> **EXCERPT TO READ**
╔══
Step 2: Output Four Configurations

Always generate all four. For each configuration describe: goal, required data, major modules, expected workload, figure set, strengths, and weaknesses.

Config	Goal	Timeframe	Best For
Lite	Fast minimal causal test	2–4 weeks	Quick launch, 1 exposure × 1 outcome
Standard	Publication-ready core MR	4–8 weeks	Single or small panel + sensitivity suite
Advanced	Robust multi-extension design	8–14 weeks	Bidirectional, MVMR, replication GWAS
Publication+	High-impact comprehensive paper	12–20 weeks	Full sensitivity, MVMR, colocalization, power

Step 3: Recommend One Primary Plan

Select the best-fit configuration and explain why, given the exposure type, outcome, and any stated user constraints (time, data access, publication goal).

Step 4: Full Step-by-Step Workflow

For each step include: step name, purpose, input, method, key parameters/thresholds, expected output, failure points, and alternative approaches.

Core modules to address when relevant:

• Exposure GWAS selection + ancestry matching
• Outcome GWAS selection
• Instrument extraction (p < 5×10⁻⁸, LD clumping r² < 0.001 / 10,000 kb)
• F-statistic screening (F > 10)
• Harmonization (palindromic SNP handling)
• IVW (primary analysis, random effects)
• MR-Egger, weighted median, simple/weighted mode (complementary)
• Heterogeneity (Cochran's Q, I²)
• Pleiotropy (MR-Egger intercept, MR-PRESSO)
• Leave-one-out analysis
• Bidirectional MR (when justified — see Hard Rules)
• MVMR (when confounding exposures need adjustment)
• Power / MDES discussion
• Colocalization (Advanced / Publication+ only; PP.H4 > 0.8 standard)
╚══
Records from a data collection
╔══
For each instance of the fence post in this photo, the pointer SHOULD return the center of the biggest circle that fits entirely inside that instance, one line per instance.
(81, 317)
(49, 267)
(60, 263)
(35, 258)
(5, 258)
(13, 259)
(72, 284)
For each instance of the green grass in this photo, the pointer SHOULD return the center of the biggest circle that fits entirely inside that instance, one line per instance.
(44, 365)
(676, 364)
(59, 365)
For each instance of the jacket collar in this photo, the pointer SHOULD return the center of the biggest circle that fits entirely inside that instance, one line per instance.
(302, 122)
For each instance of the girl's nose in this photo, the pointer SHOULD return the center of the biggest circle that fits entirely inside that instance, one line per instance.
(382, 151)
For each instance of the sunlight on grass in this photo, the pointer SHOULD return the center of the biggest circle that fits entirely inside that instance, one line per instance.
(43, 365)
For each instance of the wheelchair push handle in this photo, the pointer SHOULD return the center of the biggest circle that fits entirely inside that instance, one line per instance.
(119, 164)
╚══
╔══
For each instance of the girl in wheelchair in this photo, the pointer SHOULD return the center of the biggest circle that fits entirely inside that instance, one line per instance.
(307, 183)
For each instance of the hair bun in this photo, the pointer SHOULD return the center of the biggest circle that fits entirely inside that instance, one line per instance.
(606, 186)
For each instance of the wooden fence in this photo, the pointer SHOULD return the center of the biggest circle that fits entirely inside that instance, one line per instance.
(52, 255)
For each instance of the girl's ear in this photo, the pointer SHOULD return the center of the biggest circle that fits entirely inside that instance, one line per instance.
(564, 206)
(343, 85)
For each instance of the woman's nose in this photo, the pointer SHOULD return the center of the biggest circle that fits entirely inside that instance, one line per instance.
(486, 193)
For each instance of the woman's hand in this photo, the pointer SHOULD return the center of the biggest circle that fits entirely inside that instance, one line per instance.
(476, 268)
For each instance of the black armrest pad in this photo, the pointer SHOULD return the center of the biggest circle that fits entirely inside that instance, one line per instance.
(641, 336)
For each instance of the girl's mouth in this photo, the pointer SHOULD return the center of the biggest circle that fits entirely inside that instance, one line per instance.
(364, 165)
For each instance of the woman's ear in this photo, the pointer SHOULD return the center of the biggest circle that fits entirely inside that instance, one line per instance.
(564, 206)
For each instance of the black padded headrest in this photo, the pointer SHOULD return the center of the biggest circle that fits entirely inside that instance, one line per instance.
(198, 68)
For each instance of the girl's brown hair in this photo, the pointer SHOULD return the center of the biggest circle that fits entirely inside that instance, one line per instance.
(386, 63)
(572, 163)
╚══
╔══
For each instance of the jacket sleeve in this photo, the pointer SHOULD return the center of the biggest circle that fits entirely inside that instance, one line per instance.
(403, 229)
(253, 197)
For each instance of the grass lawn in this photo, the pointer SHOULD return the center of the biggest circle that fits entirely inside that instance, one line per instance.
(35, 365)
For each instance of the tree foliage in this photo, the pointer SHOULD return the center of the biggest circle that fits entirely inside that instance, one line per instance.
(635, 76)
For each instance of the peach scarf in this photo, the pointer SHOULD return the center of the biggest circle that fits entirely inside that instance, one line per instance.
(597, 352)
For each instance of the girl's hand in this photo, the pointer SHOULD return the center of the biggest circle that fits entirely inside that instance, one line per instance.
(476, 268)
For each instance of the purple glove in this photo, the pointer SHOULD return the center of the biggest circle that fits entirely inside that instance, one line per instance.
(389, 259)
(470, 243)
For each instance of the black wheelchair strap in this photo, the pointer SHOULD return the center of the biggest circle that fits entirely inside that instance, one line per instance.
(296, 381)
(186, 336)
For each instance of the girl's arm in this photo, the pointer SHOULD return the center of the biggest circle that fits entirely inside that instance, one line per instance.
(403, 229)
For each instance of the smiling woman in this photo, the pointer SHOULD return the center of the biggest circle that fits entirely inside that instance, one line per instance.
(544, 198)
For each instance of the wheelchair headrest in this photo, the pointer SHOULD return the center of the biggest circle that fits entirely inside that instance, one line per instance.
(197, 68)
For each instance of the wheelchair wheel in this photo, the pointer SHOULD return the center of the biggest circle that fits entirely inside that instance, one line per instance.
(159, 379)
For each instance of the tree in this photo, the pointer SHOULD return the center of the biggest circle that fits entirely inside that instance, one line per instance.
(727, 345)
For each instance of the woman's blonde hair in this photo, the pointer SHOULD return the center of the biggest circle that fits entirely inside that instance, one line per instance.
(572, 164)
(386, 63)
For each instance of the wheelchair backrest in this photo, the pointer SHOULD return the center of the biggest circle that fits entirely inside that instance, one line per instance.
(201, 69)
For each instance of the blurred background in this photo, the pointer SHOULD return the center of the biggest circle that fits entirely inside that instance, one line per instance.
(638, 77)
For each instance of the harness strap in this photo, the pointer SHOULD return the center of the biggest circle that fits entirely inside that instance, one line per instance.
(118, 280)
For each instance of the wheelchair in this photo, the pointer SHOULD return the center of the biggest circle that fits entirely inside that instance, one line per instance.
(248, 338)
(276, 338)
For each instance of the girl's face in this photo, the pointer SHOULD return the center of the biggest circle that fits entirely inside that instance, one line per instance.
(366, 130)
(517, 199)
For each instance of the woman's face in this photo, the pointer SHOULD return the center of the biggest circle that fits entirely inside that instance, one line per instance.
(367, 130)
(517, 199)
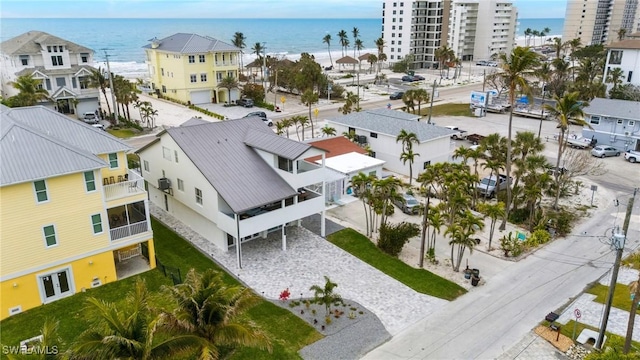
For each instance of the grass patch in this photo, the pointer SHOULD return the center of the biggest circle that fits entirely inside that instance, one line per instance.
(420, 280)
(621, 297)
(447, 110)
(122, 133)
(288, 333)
╚══
> **TASKS FOR THIS EXERCISE**
**A.** Reproduce the part of the workflow excerpt that opens with the words containing "Core modules to" and closes with "0.001 / 10,000 kb)".
**B.** According to the workflow excerpt, what timeframe is given for the Advanced configuration?
**C.** Name every configuration listed in the workflow excerpt's table.
Please rely on the workflow excerpt alone.

> **LIST OF SOLUTIONS**
**A.**
Core modules to address when relevant:

• Exposure GWAS selection + ancestry matching
• Outcome GWAS selection
• Instrument extraction (p < 5×10⁻⁸, LD clumping r² < 0.001 / 10,000 kb)

**B.** 8–14 weeks

**C.** Lite, Standard, Advanced, Publication+